MATERIAL PROVIDED:
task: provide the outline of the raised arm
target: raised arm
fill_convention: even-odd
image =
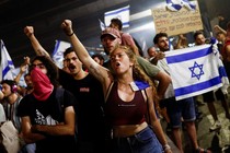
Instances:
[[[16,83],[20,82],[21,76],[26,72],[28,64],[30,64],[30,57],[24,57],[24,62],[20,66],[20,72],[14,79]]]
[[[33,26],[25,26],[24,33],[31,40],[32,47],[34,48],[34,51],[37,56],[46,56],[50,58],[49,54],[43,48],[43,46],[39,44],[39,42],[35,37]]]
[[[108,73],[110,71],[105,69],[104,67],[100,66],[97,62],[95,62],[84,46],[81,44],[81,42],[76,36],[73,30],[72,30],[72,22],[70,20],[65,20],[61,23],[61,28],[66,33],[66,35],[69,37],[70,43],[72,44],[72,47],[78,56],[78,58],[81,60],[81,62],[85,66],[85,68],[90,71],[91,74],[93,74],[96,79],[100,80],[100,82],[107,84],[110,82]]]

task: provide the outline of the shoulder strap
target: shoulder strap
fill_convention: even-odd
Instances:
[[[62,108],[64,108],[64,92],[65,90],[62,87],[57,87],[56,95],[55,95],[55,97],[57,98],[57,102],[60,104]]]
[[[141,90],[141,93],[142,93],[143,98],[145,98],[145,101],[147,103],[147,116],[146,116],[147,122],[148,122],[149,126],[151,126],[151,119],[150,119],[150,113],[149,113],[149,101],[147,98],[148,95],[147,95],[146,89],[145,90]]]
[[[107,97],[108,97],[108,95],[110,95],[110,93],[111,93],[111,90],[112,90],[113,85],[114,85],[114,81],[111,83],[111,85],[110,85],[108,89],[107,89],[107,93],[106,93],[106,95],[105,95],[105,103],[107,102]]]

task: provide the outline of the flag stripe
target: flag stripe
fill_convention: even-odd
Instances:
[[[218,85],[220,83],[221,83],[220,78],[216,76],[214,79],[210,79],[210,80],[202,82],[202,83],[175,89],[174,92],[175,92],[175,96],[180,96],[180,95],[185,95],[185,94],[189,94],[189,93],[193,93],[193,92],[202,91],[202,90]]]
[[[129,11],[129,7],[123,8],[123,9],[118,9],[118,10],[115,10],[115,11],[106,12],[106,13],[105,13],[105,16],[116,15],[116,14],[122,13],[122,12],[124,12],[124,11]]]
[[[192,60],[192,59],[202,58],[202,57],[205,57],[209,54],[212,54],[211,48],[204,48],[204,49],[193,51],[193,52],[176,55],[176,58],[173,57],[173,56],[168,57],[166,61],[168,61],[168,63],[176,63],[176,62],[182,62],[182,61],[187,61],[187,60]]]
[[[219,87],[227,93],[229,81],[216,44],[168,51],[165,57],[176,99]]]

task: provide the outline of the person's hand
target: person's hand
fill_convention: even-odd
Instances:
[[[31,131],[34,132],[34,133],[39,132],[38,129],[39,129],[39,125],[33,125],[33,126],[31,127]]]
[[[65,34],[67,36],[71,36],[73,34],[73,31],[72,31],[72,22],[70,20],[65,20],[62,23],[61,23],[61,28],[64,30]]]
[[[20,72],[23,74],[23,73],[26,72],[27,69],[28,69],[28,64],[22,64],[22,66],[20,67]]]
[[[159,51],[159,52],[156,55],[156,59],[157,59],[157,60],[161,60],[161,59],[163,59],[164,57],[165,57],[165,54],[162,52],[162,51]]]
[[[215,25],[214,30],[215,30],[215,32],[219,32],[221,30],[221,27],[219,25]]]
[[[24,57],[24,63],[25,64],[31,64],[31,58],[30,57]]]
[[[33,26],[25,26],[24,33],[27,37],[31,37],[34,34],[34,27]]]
==
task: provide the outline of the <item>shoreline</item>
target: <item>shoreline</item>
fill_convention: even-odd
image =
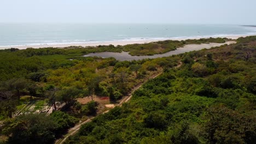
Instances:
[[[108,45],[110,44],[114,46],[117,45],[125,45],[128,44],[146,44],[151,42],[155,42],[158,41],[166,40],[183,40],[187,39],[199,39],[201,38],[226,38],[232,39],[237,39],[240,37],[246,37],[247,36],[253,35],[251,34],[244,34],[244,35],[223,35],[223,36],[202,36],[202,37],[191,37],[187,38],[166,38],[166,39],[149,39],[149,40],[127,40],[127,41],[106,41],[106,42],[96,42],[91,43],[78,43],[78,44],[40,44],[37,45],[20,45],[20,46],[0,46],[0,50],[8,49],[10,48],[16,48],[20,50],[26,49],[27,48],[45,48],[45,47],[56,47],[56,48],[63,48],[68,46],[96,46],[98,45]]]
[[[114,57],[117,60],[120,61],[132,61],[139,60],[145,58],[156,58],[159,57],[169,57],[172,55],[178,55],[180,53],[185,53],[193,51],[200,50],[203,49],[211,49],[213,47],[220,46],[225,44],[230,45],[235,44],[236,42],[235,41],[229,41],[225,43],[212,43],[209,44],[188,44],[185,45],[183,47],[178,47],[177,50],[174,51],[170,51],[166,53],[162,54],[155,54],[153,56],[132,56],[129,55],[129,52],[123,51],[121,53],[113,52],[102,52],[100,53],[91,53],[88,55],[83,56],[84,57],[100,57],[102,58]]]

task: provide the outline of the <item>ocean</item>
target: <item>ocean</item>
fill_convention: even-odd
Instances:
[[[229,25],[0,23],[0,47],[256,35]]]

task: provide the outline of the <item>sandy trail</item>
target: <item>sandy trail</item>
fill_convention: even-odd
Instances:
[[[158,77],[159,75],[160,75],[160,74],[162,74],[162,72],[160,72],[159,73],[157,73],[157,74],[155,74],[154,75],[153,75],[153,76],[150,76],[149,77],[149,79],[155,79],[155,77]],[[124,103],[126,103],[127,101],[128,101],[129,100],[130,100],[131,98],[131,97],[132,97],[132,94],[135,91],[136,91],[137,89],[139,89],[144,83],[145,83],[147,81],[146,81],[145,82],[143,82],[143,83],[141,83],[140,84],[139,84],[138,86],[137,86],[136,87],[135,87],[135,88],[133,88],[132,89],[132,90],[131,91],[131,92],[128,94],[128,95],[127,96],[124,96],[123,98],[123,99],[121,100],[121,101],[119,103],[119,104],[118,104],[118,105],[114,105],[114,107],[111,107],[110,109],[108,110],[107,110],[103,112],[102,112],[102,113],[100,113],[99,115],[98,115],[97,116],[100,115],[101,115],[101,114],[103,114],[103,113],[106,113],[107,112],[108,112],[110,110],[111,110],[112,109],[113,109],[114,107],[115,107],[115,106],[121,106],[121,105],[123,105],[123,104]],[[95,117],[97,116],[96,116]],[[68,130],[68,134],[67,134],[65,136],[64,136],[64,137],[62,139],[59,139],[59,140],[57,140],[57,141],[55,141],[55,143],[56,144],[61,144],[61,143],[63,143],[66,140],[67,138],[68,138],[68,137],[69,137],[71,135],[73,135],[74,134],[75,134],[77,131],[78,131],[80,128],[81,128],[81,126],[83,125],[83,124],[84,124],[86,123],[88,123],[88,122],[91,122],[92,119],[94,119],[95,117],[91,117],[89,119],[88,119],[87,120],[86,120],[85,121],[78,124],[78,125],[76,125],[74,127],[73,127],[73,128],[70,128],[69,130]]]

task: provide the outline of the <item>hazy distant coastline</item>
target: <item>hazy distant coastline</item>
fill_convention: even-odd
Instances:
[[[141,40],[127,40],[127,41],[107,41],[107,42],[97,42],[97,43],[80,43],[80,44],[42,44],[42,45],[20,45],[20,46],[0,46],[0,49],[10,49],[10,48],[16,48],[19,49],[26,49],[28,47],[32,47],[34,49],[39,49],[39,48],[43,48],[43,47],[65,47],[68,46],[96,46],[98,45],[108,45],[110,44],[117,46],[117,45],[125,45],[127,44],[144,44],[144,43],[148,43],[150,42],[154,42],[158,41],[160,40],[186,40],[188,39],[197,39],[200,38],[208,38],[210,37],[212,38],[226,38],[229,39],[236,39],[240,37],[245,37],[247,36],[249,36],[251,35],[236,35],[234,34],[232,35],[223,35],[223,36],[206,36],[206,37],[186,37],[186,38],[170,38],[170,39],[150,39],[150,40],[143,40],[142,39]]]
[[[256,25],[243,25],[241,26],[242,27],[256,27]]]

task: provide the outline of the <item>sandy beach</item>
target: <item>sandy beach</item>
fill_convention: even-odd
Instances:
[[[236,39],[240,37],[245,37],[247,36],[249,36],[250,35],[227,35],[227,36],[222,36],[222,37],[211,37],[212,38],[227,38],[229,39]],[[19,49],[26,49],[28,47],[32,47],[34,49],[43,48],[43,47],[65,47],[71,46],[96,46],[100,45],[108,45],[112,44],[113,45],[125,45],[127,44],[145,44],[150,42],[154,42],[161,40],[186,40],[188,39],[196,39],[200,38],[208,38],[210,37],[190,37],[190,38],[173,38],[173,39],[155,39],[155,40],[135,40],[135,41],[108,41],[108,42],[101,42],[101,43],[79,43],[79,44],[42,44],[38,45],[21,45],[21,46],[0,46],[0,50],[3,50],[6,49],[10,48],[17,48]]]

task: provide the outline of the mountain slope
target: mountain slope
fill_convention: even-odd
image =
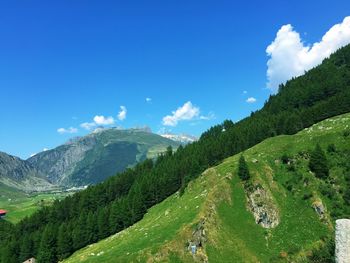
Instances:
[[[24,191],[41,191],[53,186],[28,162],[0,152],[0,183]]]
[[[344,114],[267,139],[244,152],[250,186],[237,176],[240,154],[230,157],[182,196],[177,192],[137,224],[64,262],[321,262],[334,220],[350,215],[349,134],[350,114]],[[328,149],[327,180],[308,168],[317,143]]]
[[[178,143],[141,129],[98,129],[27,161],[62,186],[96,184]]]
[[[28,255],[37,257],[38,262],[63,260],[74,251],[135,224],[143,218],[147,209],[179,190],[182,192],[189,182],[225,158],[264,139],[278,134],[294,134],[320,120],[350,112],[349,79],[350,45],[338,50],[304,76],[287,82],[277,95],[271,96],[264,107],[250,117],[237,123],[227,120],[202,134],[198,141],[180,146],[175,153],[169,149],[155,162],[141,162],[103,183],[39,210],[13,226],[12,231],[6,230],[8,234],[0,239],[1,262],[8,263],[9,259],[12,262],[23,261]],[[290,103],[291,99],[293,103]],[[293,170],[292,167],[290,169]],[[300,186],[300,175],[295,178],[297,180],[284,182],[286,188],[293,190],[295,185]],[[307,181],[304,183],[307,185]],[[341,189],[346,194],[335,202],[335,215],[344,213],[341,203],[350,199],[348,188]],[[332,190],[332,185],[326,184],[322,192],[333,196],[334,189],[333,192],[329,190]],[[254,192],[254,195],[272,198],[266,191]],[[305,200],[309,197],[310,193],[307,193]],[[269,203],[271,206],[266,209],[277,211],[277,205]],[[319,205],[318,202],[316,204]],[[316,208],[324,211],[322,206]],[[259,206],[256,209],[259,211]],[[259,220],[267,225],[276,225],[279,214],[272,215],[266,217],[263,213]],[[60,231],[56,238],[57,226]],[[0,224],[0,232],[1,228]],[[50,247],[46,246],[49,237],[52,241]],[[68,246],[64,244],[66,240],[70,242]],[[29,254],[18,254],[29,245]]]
==
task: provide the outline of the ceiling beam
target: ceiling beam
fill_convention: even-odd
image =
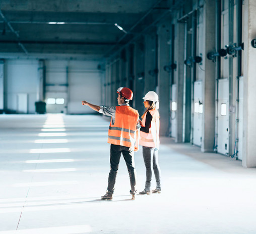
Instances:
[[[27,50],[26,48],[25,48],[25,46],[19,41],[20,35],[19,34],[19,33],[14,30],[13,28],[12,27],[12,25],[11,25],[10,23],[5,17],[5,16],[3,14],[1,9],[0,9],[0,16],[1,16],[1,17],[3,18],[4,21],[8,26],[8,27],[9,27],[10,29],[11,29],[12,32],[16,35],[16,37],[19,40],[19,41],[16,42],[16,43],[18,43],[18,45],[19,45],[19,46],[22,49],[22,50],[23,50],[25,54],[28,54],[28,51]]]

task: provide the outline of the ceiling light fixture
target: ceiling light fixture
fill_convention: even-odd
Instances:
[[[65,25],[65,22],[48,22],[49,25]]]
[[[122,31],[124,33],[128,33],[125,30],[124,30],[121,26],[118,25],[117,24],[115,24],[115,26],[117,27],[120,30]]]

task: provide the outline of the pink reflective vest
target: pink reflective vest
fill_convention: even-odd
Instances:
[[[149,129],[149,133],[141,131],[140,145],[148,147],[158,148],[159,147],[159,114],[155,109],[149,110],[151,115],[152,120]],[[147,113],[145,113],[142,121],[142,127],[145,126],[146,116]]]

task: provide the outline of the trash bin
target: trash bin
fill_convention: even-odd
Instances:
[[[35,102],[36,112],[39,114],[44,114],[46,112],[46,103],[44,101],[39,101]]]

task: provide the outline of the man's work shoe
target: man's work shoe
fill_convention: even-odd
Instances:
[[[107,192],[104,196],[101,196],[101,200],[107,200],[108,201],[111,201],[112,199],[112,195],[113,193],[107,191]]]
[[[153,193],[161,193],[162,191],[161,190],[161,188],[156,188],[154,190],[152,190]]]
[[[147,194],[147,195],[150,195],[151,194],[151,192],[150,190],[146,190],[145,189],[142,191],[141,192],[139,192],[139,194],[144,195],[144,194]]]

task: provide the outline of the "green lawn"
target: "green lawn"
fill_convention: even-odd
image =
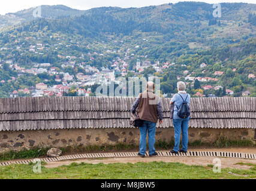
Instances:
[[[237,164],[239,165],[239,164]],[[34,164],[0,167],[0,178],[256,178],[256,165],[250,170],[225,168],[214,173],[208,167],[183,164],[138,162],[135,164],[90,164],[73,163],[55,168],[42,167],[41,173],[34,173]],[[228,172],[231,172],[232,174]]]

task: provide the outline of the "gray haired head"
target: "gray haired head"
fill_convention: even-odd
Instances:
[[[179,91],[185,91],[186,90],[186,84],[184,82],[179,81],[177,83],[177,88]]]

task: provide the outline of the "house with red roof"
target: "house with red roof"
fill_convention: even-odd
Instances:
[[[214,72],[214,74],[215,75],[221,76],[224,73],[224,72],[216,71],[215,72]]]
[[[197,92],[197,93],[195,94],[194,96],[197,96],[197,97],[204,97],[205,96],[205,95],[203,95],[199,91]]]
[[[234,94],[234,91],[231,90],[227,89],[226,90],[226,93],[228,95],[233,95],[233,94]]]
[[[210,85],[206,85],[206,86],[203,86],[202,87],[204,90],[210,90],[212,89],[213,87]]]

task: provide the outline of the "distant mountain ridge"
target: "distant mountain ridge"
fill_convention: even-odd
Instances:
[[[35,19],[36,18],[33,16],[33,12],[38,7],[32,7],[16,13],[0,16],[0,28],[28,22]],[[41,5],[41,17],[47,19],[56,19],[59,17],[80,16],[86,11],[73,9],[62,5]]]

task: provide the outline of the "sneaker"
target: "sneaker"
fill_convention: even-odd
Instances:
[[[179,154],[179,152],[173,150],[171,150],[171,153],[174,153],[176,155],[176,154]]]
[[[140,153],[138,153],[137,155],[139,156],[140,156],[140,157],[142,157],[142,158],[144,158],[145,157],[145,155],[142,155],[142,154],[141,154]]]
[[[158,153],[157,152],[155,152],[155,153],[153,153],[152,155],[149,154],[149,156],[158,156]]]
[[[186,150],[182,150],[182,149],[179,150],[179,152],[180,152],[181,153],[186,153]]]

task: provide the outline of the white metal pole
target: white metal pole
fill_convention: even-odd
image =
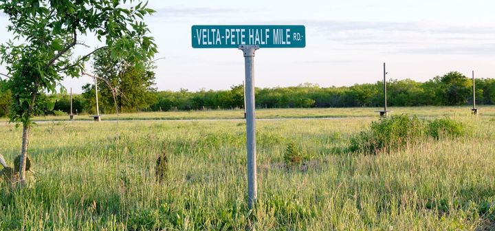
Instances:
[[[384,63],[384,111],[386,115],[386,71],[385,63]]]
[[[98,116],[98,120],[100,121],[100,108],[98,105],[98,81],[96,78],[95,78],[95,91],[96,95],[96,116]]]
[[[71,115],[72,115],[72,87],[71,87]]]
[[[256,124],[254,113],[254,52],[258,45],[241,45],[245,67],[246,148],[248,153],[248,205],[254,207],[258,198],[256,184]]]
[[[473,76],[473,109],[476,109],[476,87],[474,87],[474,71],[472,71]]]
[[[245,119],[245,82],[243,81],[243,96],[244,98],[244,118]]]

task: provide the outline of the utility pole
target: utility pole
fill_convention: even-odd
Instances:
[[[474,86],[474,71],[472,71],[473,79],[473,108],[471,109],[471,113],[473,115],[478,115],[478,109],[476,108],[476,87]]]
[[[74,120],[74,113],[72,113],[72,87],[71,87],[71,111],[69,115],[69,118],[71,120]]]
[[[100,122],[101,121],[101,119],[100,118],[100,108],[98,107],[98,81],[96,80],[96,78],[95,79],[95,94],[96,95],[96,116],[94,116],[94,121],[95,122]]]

PROMPT: How many lines in the items above contain the string "beam", with case counting? Reply with the number alone.

ANSWER FOR THE TASK: 2